#### Excerpt to read
11 comments on “Gretchen Morgenson: Your Money at Work, Fixing Others’ Mistakes

  1. Dan Crawford says:

    A more accurate headline would read: YOUR MONEY AT WORK, COVERING THE DELIBERATE, DECEPTIVE AND FRAUDULENT BEHAVIOR OF UNREGULATED BANKS AND BUSINESSES. I guess the word “Free” in the phrase Free Enterprise refers to corporate bailouts.

  2. Sick & Tired of Nuance says:

    I never used to believe the Left’s charge of “Corporate Welfare”. Now, we all know better. This is socialism of the elites. Their “moral hazard” is our economic ruin while the Wealthy party goes on. Gosh, it must be wonderful to be part of that class. Lehman’s folks have a $2.5 Billion BONUS coming for their wonderful work. I wish I could get multi-million dollar bonuses for being pathetically incompetent. Wouldn’t it be nice to get paid bonuses even if you fail…even if you burn other people’s money?

    I would love to see a return to the 70% tax brackets for the top tier tax payers. NO MORE LAISSEZ FAIRE. I hope they regulate everything from now on. I want the CEO’s to have to fill out a government form in triplicate before they use the executive washroom from now on.

#### Data block
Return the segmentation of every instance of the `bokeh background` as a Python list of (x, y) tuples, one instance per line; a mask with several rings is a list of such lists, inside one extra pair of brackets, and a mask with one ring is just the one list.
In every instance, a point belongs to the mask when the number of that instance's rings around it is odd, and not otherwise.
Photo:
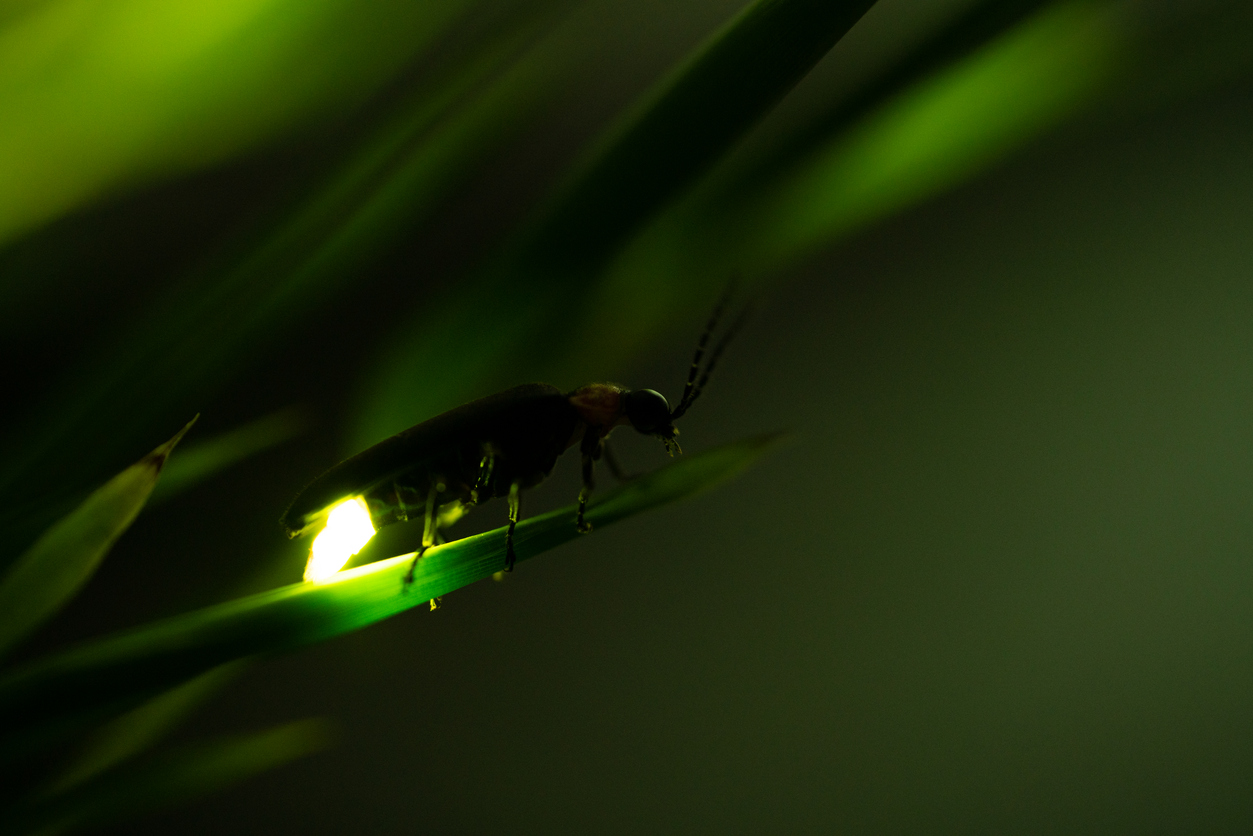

#### Aim of the task
Answer these from the reader comments above, one line each:
(a) What headline does Dan Crawford say would be more accurate?
(b) How large a bonus does Sick & Tired of Nuance say Lehman's folks have coming?
(c) What tax brackets does Sick & Tired of Nuance want to see return for top-tier taxpayers?

#### Result of the exercise
(a) YOUR MONEY AT WORK, COVERING THE DELIBERATE, DECEPTIVE AND FRAUDULENT BEHAVIOR OF UNREGULATED BANKS AND BUSINESSES.
(b) A $2.5 billion bonus.
(c) The 70% tax brackets.